Prompt:
Which of the lines below contain the string "treeline", with case counting? Pick out each such line and copy it whole.

Listed entries:

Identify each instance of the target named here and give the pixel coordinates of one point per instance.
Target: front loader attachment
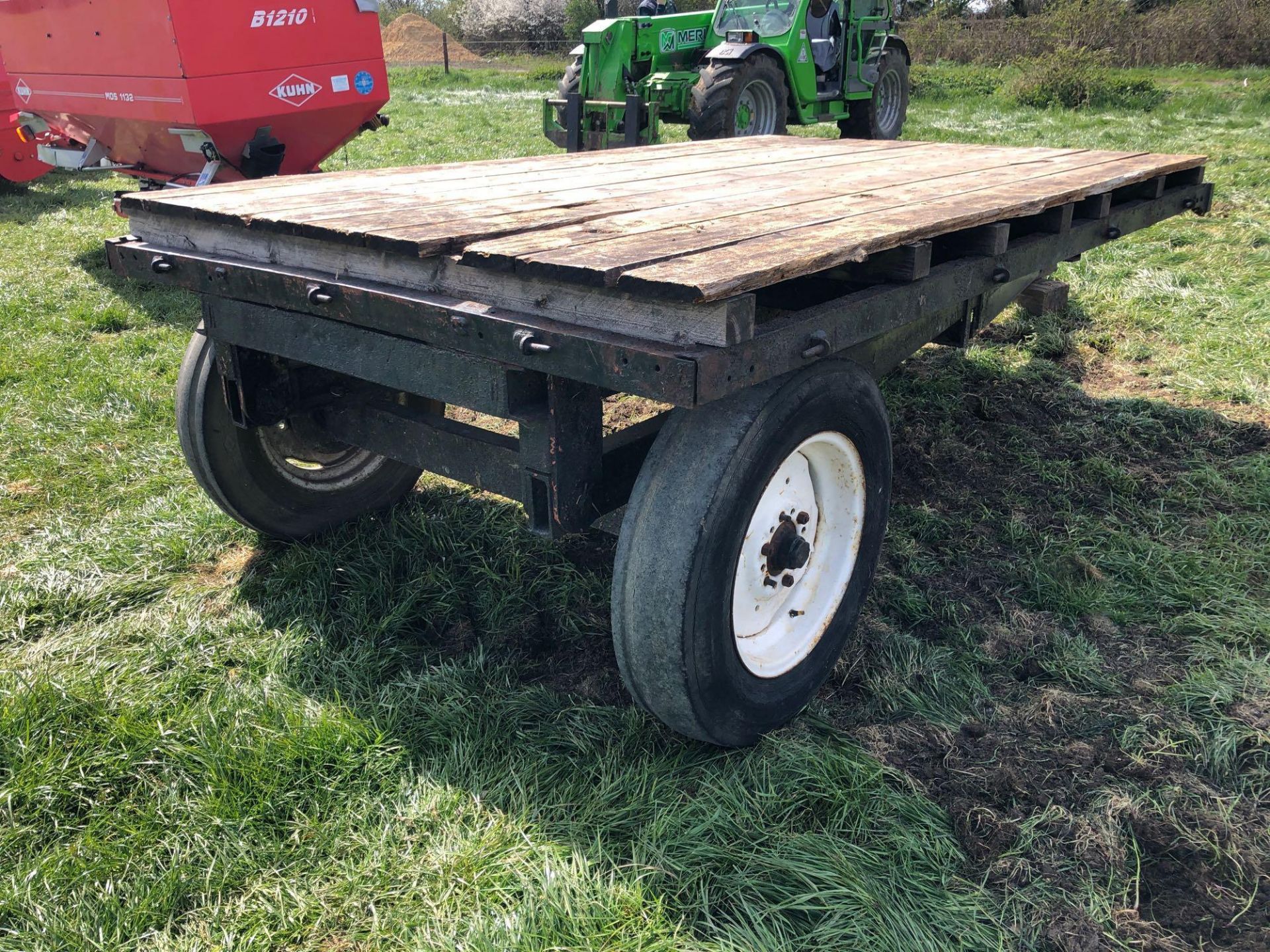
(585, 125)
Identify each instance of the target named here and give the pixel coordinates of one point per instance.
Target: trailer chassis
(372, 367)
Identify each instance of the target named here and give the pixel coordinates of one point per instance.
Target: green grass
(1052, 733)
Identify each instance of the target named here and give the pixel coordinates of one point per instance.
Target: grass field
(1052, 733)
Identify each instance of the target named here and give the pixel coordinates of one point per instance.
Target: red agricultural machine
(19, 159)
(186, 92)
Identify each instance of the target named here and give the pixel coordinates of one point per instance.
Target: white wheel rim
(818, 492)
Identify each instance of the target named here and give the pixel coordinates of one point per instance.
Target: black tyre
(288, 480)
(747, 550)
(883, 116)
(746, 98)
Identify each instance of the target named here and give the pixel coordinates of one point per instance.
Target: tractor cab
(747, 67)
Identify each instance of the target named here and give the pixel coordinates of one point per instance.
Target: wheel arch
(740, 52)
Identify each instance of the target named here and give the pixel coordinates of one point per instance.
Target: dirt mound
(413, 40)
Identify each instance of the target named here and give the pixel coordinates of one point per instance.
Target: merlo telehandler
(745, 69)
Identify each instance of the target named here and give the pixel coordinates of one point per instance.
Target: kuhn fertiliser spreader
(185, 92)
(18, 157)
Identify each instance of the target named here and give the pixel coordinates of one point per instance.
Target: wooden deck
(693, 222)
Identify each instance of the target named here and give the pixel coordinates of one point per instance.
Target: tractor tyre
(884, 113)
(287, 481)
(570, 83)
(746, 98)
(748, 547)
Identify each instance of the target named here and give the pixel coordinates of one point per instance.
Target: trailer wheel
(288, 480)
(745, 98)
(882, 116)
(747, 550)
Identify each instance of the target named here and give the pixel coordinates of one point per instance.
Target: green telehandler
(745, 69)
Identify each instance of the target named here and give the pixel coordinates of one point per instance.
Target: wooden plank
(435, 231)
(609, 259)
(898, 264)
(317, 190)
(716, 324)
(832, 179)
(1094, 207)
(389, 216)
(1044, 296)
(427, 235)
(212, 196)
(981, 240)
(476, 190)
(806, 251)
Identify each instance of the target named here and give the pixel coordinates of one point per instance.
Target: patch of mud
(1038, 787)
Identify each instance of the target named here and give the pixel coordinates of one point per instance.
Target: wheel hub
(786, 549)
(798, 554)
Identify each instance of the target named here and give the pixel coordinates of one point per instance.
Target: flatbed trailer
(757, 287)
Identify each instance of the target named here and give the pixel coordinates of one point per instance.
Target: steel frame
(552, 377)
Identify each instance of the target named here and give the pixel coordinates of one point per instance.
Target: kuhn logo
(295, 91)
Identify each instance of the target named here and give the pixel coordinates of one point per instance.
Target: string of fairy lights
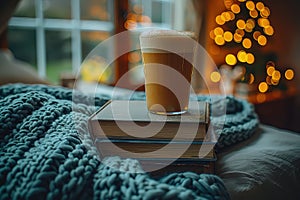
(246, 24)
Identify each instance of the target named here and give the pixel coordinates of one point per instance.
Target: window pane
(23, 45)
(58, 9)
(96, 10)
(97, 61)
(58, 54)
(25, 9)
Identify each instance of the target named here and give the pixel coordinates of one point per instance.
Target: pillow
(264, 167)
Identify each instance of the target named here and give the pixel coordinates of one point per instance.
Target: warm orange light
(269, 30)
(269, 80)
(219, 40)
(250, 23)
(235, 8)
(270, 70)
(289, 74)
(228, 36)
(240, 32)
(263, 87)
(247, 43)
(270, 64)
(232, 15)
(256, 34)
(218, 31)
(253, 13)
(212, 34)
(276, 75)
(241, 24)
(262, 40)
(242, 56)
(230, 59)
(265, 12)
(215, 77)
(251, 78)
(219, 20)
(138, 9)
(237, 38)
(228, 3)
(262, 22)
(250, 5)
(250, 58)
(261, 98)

---

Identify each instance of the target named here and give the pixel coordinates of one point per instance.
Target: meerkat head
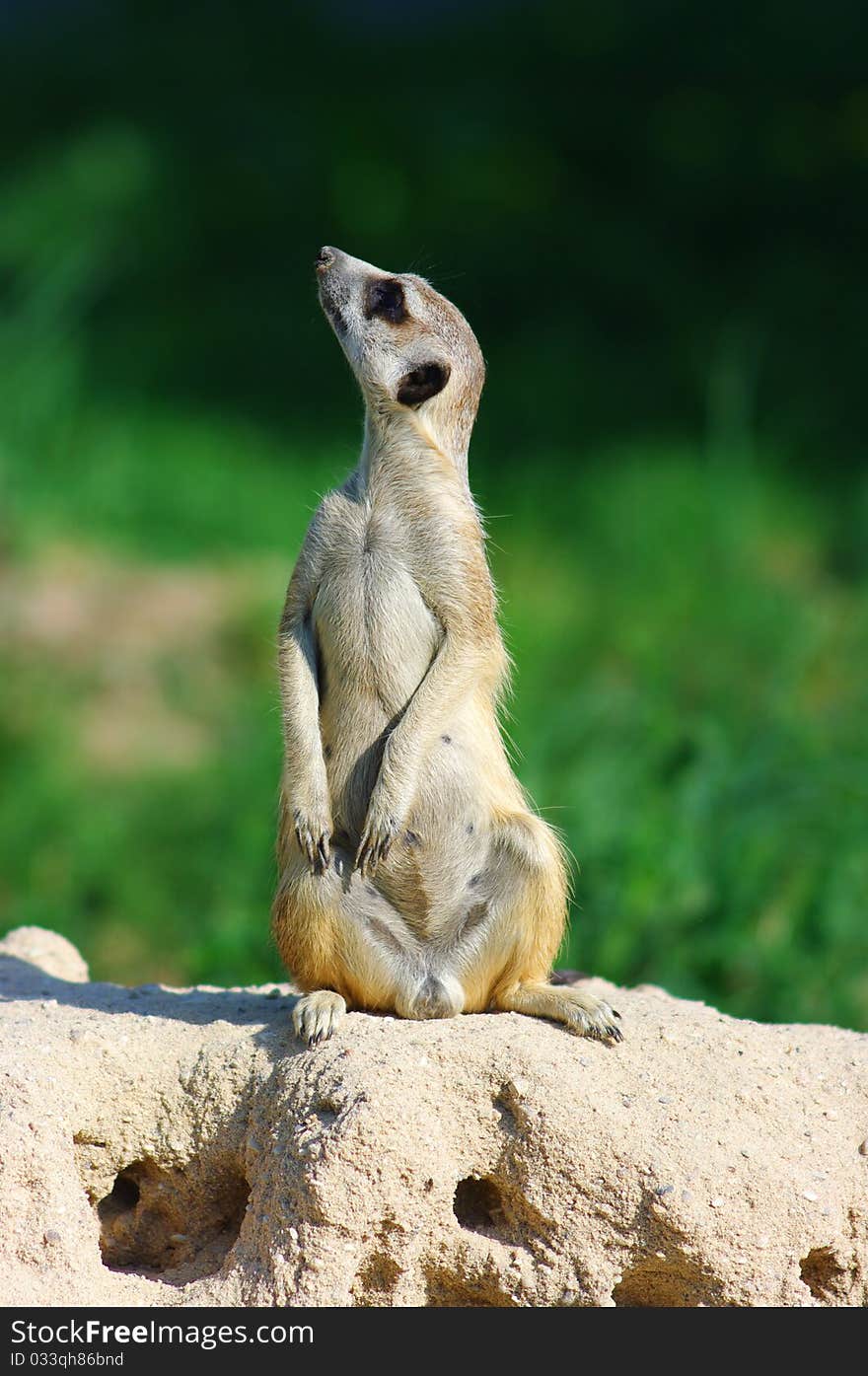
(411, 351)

* * *

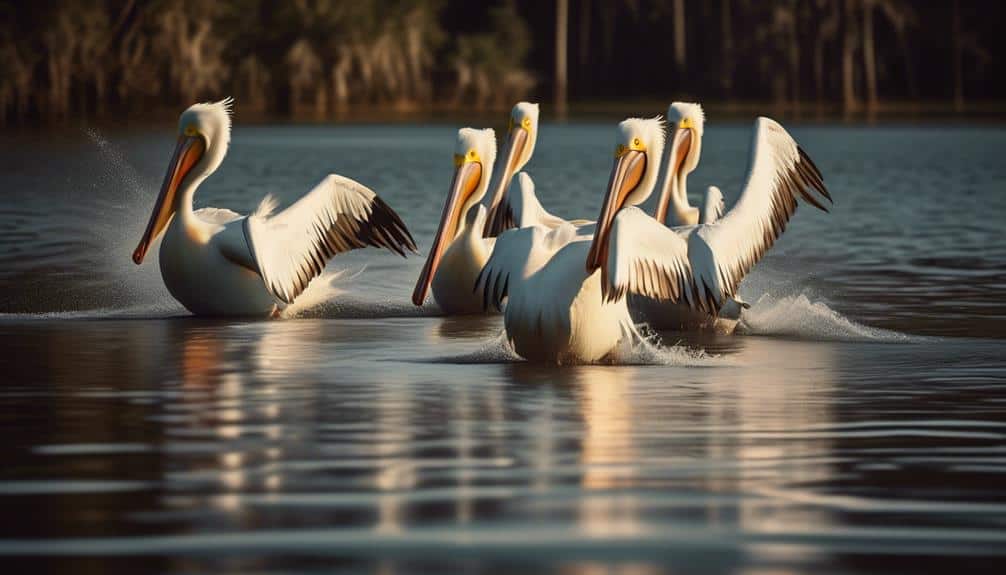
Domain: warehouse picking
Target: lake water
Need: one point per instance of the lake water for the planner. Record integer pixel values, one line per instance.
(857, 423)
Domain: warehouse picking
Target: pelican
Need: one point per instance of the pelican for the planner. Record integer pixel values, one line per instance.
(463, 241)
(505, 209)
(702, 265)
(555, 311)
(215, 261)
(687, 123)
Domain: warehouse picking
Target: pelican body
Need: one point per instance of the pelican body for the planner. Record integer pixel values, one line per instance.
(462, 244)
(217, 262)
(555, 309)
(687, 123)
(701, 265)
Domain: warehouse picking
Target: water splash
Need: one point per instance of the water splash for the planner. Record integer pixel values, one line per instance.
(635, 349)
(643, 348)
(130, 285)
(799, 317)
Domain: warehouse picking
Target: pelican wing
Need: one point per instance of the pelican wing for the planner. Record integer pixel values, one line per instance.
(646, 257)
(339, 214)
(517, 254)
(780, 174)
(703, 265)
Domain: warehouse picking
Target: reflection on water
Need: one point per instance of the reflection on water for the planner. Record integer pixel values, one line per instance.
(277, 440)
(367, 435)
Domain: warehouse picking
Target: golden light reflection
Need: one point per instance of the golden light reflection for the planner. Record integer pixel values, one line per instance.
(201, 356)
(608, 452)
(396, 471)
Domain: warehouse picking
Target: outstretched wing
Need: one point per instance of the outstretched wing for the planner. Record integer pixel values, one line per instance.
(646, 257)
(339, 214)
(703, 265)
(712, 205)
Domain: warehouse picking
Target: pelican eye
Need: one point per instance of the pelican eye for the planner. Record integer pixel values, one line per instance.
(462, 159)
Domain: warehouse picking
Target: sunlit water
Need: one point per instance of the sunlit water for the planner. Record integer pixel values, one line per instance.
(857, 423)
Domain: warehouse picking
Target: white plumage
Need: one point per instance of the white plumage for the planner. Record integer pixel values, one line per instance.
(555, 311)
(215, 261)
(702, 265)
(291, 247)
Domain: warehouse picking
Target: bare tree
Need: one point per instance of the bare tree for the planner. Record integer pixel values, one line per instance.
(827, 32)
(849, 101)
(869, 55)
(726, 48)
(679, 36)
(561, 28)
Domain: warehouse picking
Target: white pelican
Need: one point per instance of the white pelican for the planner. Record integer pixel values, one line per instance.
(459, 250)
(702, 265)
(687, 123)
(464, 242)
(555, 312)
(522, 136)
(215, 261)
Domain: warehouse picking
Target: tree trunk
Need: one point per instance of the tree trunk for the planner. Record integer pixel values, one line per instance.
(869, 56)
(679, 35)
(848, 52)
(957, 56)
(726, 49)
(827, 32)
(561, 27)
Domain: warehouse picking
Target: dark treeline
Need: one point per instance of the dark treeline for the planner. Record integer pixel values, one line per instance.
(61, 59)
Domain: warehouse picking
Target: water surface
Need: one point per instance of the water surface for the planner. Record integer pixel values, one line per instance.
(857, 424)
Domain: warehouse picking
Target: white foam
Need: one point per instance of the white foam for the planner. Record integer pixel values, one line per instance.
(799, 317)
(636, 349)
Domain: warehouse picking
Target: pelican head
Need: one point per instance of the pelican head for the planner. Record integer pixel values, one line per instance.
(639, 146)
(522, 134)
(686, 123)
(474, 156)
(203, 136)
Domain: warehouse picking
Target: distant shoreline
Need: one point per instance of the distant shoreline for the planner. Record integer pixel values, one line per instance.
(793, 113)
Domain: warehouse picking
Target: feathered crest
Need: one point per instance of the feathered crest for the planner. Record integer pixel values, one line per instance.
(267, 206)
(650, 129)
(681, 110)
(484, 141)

Finished exercise:
Target: dark treeline
Need: one point per instance of the dark treeline for the planner. Record integer pixel values, one line per instance.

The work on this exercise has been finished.